# TASKS
#1 Revise the article on The Open's best celebrations, beginning at the words "Here, we take" and stopping after "a Frisbee-style technique.", so that "cap" becomes "hat".
#2 Pick up the article on The Open's best celebrations where it ends and keep writing it.

# TEXT BLOCK
=====

Here’s a look at some of the greatest celebrations from years gone by at The Open...
The Open’s Best Celebrations
Winning The Open Championship is a dream of all golf lovers. How many times have you stood on the 18th green of your home course and imagined: “This one for The Open…”?
And how would you react if you did claim golf’s greatest individual prize? Would there be tears, a little dance, or merely a dignified putter raised to the galleries?
Here, we take a look at some of the greatest celebrations in the history of The Open to give you a little inspiration.
The Open’s Best Celebrations
Lee Trevino, 1971, Birkdale
To start with, here’s Lee Trevino at Royal Birkdale in 1971 attempting to set a world record for cap throwing. Playing partner Lu Liang-Huan is clearly unimpressed.
The Taiwanese player later revealed that he felt Trevino would have been able to achieve a far greater distance if he’d sported a brimmed tifter like his and thrown it using a Frisbee-style technique.
Ernie Els, 2002, Muirfield
Ernie Els makes his own attempt at the record at Muirfield in 2002. Unfortunately, he released the cap slightly early and it flew straight up into the air. He watches on here as it’s caught by a passing seagull and carried away to be used as nest-lining. Despite the offer of a reward, the cap was never found.
Mark Calcavecchia, 1989, Royal Troon
Mark Calcavecchia stands alone on the 18th green at Royal Troon and lofts his arms in triumph after coming through a four-hole play-off against Greg Norman and Wayne Grady – he can hardly believe it.
Paul Lawrie, 1999, Carnoustie
Paul Lawrie also opts for the arms-lofted technique at Carnoustie in 1999. He had completed the largest comeback in European Tour history – 10 shots. Here you can tell from his body language that he, like Calc, couldn’t believe what had just happened… Neither could Jean Van de Velde!
Phil Mickelson, 2013, Muirfield
Phil Mickelson wins at Muirfield in 2013. It’s unclear from this shot whether he’s celebrating, having a temper tantrum or doing some exercises. Well, in fact, he’s celebrating!
Doug Sanders, 1970, St Andrews
Here, in 1970, Doug Sanders' nerves are clearly shot. For one, Jack Nicklaus’ flying putter had nearly hit him after The Golden Bear had holed the winning putt on the 18th green of an 18-hole playoff.
This on top of the fact Sanders had missed a three-foot putt on the 72nd hole of regulation play to win the tournament outright. This seems a sensible way of dealing with the situation.

=====

# GIVEN INFORMATION
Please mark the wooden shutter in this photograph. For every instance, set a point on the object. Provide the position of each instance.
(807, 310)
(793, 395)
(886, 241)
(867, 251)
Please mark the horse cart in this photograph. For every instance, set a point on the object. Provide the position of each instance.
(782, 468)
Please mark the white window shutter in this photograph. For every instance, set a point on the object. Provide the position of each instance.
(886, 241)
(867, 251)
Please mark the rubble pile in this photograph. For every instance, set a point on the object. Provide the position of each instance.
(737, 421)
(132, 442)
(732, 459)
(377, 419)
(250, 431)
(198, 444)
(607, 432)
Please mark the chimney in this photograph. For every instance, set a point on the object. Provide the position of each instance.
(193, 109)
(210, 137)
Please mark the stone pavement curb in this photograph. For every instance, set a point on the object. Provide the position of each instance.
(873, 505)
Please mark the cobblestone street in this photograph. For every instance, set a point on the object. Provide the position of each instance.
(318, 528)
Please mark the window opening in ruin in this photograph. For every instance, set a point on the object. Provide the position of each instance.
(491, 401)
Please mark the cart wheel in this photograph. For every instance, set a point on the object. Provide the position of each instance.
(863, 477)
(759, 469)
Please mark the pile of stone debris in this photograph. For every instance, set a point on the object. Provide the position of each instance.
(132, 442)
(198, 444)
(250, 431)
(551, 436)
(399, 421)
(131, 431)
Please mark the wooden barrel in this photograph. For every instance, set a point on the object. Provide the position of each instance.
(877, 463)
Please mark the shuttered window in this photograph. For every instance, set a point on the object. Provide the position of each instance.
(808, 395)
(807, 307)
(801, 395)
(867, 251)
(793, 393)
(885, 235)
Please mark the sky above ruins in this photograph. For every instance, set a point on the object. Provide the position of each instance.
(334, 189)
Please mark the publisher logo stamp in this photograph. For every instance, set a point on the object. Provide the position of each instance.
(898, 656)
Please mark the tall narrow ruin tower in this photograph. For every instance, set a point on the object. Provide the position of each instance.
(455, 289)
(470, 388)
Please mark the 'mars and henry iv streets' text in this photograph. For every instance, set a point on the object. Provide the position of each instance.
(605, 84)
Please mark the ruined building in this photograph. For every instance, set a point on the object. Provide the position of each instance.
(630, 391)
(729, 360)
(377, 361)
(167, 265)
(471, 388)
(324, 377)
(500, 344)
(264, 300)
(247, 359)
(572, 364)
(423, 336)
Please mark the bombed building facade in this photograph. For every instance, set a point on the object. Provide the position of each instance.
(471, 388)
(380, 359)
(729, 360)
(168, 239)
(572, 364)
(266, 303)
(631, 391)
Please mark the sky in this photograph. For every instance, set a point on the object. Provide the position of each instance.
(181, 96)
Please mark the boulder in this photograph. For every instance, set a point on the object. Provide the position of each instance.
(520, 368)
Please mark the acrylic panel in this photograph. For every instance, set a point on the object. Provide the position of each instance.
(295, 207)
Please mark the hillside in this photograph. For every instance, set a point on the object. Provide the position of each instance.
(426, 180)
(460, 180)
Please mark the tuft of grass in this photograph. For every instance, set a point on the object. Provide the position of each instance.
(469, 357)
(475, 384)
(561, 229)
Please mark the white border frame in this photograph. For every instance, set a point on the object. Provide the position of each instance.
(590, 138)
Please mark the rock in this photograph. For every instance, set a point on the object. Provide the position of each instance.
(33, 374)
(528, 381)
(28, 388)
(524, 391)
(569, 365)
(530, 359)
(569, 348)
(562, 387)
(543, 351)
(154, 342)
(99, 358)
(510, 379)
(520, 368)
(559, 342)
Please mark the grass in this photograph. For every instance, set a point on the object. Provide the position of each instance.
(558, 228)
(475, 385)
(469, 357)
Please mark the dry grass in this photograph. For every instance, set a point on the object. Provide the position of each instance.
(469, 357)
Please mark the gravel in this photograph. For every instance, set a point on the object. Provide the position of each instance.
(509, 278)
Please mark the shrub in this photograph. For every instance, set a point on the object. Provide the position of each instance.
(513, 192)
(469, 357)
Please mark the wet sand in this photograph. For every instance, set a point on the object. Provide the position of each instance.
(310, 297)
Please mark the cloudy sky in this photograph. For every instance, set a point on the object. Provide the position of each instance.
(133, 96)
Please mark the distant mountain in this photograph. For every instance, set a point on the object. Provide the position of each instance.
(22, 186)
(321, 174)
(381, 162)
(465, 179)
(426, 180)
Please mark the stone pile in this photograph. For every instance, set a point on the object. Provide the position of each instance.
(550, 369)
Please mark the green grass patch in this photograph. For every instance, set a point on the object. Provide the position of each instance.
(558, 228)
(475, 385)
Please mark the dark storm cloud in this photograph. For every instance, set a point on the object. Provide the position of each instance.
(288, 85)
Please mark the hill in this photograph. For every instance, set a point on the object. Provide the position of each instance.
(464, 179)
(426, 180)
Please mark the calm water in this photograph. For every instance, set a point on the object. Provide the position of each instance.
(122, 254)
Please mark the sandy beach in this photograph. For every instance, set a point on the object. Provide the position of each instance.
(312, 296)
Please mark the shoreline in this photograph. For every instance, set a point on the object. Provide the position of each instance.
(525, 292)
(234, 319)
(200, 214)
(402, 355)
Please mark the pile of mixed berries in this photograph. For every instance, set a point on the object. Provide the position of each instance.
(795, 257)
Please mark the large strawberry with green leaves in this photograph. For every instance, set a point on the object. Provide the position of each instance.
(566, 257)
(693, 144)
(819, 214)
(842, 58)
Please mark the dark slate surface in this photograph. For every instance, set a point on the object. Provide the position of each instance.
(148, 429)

=====

# ANSWER LIST
#1
Here, we take a look at some of the greatest celebrations in the history of The Open to give you a little inspiration.
The Open’s Best Celebrations
Lee Trevino, 1971, Birkdale
To start with, here’s Lee Trevino at Royal Birkdale in 1971 attempting to set a world record for hat throwing. Playing partner Lu Liang-Huan is clearly unimpressed.
The Taiwanese player later revealed that he felt Trevino would have been able to achieve a far greater distance if he’d sported a brimmed tifter like his and thrown it using a Frisbee-style technique.

#2
Tiger Woods, 2006, Hoylake
Tiger Woods lets it all out on the 18th green at Hoylake in 2006. This was an extremely emotional win for Tiger, as his dad had died just two months earlier. Just after this shot was taken, Woods broke down in tears.
Padraig Harrington, 2007, Carnoustie
Padraig Harrington displaying some pretty good emotion of his own after coming through a play-off against Sergio Garcia for the 2007 championship at Carnoustie. Just look at the raw passion on his face.
Tom Watson, 1982, Royal Troon
Tom Watson wins the hearts of the Scottish fans with this gesture after claiming the 1982 Open at Troon.
Nick Price, 1994, Turnberry
Nick Price leaping into the air here after holing a monster eagle putt on the 17th green at Turnberry in 1994. His incredible finish was enough to deny an inconsolable Jesper Parnevik.
Constantino Rocca, 1995, St Andrews
The best ever Open celebration by a man who didn’t win the Championship. After fluffing a chip, Constantino Rocca's ball dribbled into the treacherous Valley of Sin. He slapped his head in frustration.
But he still had a chance to force a play-off, if he could hole from 65 feet from the Valley of Sin - highly unlikely. He struck the putt well and it ran onto, and across the green towards the hole. Incredibly it dropped, as did Rocca – to his knees with arms aloft.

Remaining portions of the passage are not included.